WHAT THE EXERCISE ASKS =>
Rewrite the lines starting at the one that has "straw star ornament?" and continuing through the end of the records. Change "precise" to "tight" and leave all else the same.

Excerpts from a detection dataset =>
※ ※ ※

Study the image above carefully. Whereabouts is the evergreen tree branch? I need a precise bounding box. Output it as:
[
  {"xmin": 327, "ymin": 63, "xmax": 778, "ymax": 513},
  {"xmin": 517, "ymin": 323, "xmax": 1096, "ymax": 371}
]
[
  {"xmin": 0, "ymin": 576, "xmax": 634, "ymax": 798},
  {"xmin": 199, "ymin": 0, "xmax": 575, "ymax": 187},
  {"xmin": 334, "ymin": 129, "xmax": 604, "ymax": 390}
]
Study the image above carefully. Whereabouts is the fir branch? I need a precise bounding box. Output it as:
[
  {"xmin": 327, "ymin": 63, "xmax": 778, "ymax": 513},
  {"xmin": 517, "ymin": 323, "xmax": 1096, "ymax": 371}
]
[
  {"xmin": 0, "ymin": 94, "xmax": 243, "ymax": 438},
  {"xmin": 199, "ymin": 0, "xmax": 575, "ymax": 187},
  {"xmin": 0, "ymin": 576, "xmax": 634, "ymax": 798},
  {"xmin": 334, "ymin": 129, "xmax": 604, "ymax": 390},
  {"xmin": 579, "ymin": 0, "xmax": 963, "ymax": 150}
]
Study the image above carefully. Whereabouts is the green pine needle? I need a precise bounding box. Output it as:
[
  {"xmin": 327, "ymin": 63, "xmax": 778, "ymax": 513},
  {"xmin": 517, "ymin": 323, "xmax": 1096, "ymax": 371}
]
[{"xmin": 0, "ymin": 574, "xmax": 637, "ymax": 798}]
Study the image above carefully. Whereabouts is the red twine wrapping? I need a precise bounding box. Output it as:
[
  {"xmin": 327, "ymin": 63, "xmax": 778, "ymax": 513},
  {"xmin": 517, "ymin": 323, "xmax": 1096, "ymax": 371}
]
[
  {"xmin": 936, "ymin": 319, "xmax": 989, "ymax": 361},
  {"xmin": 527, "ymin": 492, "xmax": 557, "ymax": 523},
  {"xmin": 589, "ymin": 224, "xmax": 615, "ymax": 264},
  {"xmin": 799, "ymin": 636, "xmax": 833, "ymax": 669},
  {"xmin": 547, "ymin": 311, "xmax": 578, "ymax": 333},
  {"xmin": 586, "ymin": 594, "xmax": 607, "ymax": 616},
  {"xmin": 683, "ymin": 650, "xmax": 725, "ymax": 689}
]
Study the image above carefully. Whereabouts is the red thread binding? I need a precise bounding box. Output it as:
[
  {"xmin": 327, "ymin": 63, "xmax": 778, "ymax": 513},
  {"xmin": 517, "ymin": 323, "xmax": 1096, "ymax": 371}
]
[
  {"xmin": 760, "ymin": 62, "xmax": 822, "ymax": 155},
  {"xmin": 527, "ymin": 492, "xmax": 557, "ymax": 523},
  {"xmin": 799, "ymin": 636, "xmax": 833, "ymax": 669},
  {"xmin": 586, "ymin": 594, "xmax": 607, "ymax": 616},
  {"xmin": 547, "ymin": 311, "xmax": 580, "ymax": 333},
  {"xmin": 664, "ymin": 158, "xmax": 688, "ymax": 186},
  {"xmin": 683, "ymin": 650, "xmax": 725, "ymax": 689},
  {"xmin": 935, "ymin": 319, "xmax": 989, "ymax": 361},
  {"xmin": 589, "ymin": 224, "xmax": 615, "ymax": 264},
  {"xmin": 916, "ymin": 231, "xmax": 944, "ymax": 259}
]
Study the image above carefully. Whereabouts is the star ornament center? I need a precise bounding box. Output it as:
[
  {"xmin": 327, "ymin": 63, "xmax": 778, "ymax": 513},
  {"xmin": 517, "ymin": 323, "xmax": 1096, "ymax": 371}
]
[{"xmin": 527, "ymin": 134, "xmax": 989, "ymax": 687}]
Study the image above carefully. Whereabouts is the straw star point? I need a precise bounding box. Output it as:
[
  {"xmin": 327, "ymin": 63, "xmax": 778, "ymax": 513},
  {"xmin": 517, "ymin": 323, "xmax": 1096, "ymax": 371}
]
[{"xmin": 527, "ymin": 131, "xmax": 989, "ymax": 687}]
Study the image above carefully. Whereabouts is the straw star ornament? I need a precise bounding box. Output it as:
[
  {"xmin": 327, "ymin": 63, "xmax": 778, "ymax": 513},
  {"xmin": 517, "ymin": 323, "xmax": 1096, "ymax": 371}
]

※ ※ ※

ANSWER TO THIS PROBLEM =>
Study the image above carefully. Whereabouts is the straw star ornament? I need a tight bounding box. Output it as:
[
  {"xmin": 327, "ymin": 63, "xmax": 778, "ymax": 513},
  {"xmin": 517, "ymin": 323, "xmax": 1096, "ymax": 371}
]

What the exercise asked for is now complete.